Quoted passage:
□ □ □ □ □ □ □

"I don't complain a lot about things," Swisher said. "I was brought here to come and play on the field and be here every day, and that's what I wanted to do whether I was hurt or I wasn't. I'm never going to be one of those guys that says I can't do something. So, I think that looking back on it, maybe this should've been handled a little earlier. But, hey, man, you live and you learn."
The 33-year-old Swisher -- signed to a four-year, $56-million contract prior to last season -- said he first felt discomfort in his right knee in San Diego at the end of Spring Training. Over the course of the season, he then began experiencing pain in both knees, which eventually sent him to the disabled list for good on Aug. 10 in New York.
Ten days later, Dr. Neal ElAttrache performed debridement procedures on both knees, cleaning out "a lot of things that shouldn't have been there," as Swisher phrased it. The Indians had Swisher stay in L.A., where the operation took place, to initiate the early stage of the veteran's rehab schedule. This week in Cleveland, Swisher will work with the team's medical staff on mapping out an offseason plan.
"It might've been my fault not to say anything earlier, but that's not my style," Swisher said. "What's done is done. I've just got to get really, really excited for next year. Everything for me is going to be pushed up. I've had my month-and-a-half break, so now my training starts a month-and-a-half earlier. I've got four-and-a-half months, starting in October, to get myself ready [for Spring Training]."
Prior to this season, Swisher's only other times on the disabled list came during his first full season in 2005. In the eight years between his two injury-marred seasons, he posted a .257/.362/.464 slash line with an average of 26 homers and 82 RBIs per season. In his two seasons with Cleveland, Swisher has hit .231/.316/.386 with 30 homers and 105 RBIs in 242 games.
This season, Swisher hit .208 with eight home runs and 42 RBIs in 97 games, ending a streak of nine consecutive years with at least 20 homers.
"A lot of guys on our team have played through a lot, and Swish is one of them," manager Terry Francona said before the series finale against the Royals. "Guys want to stay on the field. They're trying to do everything in their power to be productive. Sometimes, that cuts into production. Sometimes it gets a little worse. You do the best you can and that's why you have trainers."

□ □ □ □ □ □ □

Data to examine:
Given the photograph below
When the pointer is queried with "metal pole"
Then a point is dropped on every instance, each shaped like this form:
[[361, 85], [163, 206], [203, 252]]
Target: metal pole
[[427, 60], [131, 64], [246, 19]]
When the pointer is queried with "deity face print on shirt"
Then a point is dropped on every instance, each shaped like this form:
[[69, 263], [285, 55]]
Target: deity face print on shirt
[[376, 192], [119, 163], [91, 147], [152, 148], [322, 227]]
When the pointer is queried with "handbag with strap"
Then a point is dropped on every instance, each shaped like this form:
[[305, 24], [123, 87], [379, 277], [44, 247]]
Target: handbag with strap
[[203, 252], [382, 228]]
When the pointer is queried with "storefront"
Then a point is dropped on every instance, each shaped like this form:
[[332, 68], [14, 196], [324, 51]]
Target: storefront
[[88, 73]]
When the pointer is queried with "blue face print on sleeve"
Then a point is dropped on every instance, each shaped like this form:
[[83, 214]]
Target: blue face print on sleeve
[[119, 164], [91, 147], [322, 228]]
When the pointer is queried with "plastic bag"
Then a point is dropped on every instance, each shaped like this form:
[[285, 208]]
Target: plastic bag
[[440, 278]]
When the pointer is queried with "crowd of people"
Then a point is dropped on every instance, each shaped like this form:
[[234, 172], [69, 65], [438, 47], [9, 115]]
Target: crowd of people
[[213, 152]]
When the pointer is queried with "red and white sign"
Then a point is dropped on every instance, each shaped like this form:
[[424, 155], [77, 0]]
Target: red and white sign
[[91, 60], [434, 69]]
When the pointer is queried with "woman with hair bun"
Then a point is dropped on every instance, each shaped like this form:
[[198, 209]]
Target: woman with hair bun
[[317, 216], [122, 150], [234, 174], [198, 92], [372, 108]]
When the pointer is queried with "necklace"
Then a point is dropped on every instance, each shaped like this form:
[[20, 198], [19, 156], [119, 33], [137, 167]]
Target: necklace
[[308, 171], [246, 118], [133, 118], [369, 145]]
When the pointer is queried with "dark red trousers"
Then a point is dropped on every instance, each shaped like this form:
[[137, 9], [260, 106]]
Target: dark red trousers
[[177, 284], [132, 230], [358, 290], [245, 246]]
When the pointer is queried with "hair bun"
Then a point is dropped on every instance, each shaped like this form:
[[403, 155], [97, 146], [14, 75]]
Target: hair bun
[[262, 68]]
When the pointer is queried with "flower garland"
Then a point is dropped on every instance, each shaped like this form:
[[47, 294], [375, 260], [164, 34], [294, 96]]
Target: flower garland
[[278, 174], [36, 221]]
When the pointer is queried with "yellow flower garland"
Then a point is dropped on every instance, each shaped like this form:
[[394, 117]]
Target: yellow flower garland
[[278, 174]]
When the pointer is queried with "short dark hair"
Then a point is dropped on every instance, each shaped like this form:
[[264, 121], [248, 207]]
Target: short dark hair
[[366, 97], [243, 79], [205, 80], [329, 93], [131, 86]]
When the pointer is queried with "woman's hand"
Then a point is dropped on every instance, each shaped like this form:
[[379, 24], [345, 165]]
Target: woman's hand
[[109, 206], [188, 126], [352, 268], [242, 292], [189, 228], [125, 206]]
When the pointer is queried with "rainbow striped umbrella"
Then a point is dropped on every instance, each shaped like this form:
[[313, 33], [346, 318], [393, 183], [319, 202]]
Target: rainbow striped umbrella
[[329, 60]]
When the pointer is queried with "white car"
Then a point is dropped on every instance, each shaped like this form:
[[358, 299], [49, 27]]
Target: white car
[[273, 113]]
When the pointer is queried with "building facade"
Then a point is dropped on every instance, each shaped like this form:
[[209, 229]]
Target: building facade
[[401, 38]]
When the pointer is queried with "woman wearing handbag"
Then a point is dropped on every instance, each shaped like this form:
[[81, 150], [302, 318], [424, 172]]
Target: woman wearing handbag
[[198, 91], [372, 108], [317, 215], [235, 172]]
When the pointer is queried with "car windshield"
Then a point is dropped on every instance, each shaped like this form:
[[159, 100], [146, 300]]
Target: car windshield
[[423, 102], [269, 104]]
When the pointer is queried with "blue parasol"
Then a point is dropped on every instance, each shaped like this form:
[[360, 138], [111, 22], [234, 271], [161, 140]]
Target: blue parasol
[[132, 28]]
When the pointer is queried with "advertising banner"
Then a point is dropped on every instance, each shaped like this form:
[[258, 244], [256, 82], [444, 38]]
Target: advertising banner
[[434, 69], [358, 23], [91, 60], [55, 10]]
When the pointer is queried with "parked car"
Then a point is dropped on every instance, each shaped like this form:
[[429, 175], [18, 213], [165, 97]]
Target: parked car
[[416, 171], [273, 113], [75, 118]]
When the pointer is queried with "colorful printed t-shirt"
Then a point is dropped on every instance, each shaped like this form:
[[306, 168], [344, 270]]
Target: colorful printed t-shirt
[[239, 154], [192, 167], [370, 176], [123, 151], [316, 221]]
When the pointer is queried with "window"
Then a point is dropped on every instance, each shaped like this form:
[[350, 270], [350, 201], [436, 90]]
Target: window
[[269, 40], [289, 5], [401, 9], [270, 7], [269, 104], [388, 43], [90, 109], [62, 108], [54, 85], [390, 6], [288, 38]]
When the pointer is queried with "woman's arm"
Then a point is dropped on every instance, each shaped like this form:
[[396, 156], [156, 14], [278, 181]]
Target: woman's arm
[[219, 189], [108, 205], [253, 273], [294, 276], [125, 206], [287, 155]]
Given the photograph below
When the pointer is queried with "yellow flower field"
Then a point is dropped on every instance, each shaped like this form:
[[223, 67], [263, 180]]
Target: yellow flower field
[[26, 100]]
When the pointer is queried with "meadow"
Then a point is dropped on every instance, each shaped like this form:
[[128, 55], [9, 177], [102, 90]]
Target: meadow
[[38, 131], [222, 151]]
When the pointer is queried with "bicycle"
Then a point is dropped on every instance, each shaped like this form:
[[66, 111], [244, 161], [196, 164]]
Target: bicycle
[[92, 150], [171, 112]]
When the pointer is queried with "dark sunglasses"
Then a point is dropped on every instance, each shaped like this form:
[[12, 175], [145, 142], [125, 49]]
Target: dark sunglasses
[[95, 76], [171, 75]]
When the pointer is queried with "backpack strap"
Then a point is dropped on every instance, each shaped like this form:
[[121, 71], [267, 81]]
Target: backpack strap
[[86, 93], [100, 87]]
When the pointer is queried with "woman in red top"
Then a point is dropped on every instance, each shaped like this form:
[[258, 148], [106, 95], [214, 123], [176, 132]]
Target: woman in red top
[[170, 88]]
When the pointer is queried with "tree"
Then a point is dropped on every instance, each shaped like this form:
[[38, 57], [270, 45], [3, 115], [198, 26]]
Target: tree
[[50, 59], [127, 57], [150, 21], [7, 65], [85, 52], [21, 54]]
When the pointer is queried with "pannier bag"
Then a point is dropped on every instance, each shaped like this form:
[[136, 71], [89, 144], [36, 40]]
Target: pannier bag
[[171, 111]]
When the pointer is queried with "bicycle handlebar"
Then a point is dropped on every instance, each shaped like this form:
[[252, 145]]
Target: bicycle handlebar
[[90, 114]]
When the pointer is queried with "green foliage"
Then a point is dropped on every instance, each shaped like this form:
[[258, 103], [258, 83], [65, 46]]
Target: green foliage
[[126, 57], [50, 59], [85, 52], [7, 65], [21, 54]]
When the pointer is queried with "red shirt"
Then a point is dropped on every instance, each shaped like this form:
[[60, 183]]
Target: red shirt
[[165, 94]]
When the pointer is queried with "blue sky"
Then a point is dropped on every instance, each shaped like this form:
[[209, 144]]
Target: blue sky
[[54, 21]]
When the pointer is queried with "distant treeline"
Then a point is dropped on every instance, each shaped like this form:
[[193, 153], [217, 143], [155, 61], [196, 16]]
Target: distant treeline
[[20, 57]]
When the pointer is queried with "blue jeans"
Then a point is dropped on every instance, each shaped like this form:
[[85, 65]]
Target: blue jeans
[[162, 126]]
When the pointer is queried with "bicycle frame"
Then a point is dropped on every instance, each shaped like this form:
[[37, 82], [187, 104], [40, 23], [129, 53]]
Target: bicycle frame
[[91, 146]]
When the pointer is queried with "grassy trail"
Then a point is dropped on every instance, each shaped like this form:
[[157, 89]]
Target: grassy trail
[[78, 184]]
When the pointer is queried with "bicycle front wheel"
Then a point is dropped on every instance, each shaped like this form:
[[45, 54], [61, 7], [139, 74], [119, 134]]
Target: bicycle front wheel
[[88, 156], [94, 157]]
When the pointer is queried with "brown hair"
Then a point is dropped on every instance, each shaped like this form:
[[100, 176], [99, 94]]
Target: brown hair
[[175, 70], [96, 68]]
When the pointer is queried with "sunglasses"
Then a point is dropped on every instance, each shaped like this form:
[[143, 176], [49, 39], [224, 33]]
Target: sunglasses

□ □ □ □ □ □ □

Directions:
• a. In the article about Swisher's knee injuries, who performed the debridement procedures on both of his knees?
• b. Translate this sentence from the article about Swisher's knee injuries into Spanish: "This week in Cleveland, Swisher will work with the team's medical staff on mapping out an offseason plan."

Answers to the tasks:
• a. Dr. Neal ElAttrache

• b. Esta semana en Cleveland, Swisher trabajará con el personal médico del equipo para trazar un plan para la temporada baja.